Exercise objective: Exactly how many lines of the data below include the string "instance"? State the number and nothing more.
--------------------
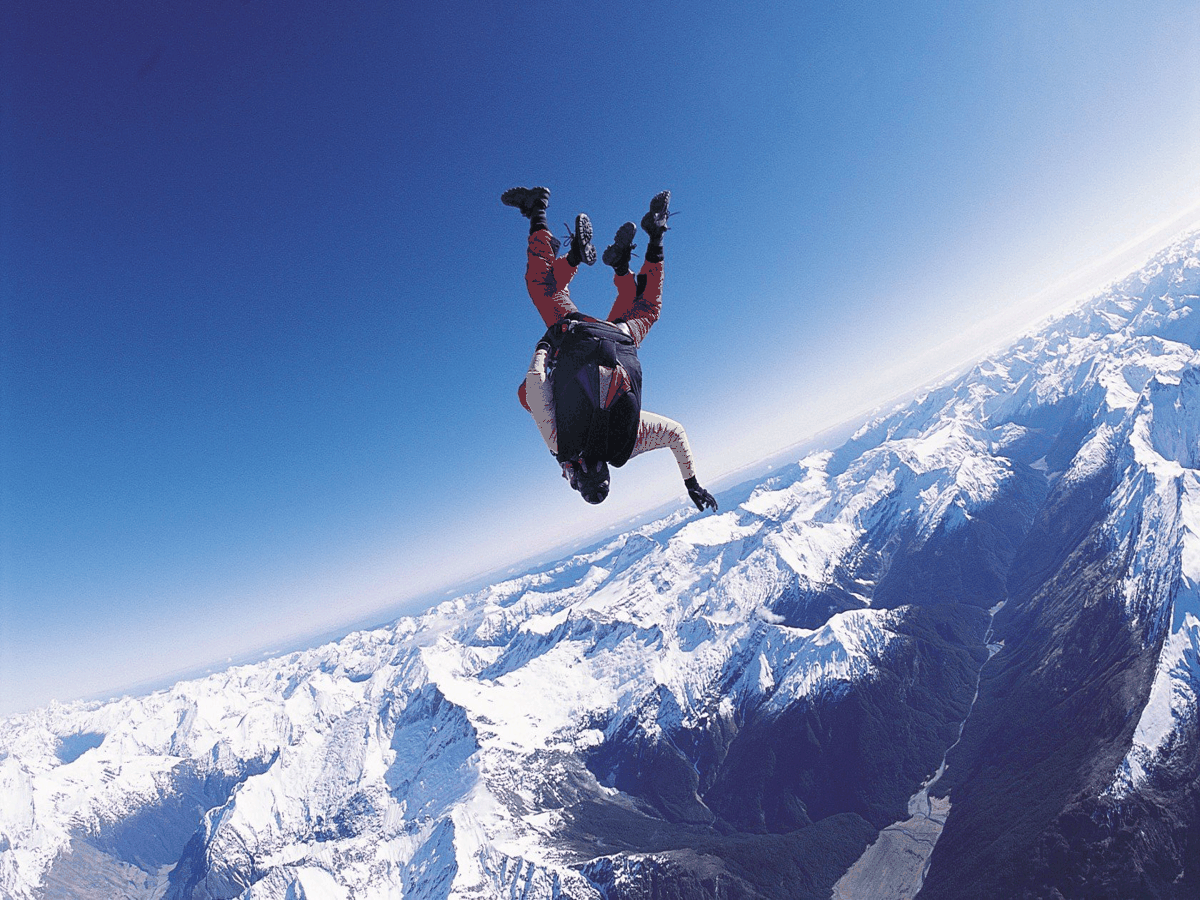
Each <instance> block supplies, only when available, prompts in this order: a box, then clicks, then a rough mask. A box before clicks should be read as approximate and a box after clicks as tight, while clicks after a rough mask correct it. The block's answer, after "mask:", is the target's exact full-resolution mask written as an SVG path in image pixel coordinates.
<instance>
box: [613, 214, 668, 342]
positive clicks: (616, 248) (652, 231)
mask: <svg viewBox="0 0 1200 900" xmlns="http://www.w3.org/2000/svg"><path fill="white" fill-rule="evenodd" d="M670 200H671V192H670V191H662V192H660V193H658V194H655V196H654V199H652V200H650V210H649V212H647V214H646V215H644V216H643V217H642V230H643V232H646V234H647V236H648V238H649V242H648V244H647V247H646V259H644V262H643V263H642V269H641V271H640V272H638V274H637V276H636V277H635V276H634V275H632V274H630V271H629V259H630V256H631V253H632V251H634V247H635V245H634V242H632V240H634V234H635V233H636V230H637V229H636V228H635V227H634V223H632V222H626V223H625V224H623V226H622V227H620V228H619V229H618V232H617V235H616V236H614V238H613V242H612V245H611V246H610V247H608V248H607V250H605V253H604V260H605V263H606V264H608V265H611V266H612V268H613V280H612V281H613V284H616V286H617V300H616V302H613V305H612V310H611V311H610V313H608V322H613V323H616V322H624V323H626V324H628V325H629V330H630V334H631V335H632V337H634V341H635V342H637V343H638V344H641V342H642V341H643V340H646V335H647V334H649V330H650V328H652V326H653V325H654V323H655V322H658V320H659V313H660V312H661V311H662V281H664V269H662V265H664V264H662V235H664V233H665V232H666V230H667V218H668V217H670V215H671V214H670V212H668V211H667V205H668V203H670Z"/></svg>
--------------------
Task output: 2